Goal of the exercise> For the records that follow, say how many lines have the word "below" in them. Write the number and nothing more.

(Dataset records)
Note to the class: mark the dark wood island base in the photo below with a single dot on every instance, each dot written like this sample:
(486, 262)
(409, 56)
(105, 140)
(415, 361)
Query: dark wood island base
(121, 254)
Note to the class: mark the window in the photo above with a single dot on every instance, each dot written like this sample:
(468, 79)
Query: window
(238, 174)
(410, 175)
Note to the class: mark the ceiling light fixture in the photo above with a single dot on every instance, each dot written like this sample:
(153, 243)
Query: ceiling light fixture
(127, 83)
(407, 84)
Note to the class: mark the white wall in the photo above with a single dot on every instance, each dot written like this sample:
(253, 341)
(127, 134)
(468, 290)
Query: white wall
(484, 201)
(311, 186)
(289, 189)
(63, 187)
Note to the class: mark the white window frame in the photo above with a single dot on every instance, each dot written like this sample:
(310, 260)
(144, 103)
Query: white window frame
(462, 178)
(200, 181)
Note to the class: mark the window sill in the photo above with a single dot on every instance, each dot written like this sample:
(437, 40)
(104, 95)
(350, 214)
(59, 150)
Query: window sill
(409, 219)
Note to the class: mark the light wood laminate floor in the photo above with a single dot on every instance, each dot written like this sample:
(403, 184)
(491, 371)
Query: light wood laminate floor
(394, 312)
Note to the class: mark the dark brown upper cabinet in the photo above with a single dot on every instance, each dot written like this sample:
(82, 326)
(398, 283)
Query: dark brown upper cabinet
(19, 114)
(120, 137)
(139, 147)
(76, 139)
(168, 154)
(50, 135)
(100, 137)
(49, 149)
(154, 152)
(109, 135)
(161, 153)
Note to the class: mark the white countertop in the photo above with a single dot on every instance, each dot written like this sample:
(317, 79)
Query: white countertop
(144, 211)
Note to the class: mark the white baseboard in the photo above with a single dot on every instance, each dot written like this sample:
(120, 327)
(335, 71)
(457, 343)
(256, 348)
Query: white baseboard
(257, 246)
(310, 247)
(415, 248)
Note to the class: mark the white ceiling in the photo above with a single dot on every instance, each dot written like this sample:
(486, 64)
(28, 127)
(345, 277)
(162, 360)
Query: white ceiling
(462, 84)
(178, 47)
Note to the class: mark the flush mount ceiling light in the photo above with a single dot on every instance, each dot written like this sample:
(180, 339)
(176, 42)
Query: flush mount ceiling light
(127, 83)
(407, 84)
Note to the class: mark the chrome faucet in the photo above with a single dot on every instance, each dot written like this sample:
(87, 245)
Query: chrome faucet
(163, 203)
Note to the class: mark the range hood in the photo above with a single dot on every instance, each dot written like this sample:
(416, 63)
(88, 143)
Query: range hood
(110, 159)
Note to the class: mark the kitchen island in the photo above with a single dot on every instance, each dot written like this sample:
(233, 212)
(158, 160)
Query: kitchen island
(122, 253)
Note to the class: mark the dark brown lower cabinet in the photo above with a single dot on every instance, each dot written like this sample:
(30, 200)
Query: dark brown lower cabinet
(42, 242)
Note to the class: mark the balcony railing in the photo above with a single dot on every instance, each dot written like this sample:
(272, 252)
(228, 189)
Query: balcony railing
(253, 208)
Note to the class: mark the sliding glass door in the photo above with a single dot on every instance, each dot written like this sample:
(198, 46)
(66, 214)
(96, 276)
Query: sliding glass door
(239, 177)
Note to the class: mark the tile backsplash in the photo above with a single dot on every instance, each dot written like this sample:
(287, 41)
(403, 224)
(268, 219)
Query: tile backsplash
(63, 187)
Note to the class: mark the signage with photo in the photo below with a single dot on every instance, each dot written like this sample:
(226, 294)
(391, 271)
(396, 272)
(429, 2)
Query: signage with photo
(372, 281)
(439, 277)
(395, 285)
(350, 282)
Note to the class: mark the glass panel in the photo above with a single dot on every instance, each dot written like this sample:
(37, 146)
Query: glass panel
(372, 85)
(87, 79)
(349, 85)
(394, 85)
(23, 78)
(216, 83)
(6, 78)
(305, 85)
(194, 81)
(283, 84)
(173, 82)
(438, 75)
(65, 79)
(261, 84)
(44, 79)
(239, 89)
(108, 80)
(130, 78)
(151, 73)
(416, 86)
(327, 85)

Output for this task> 2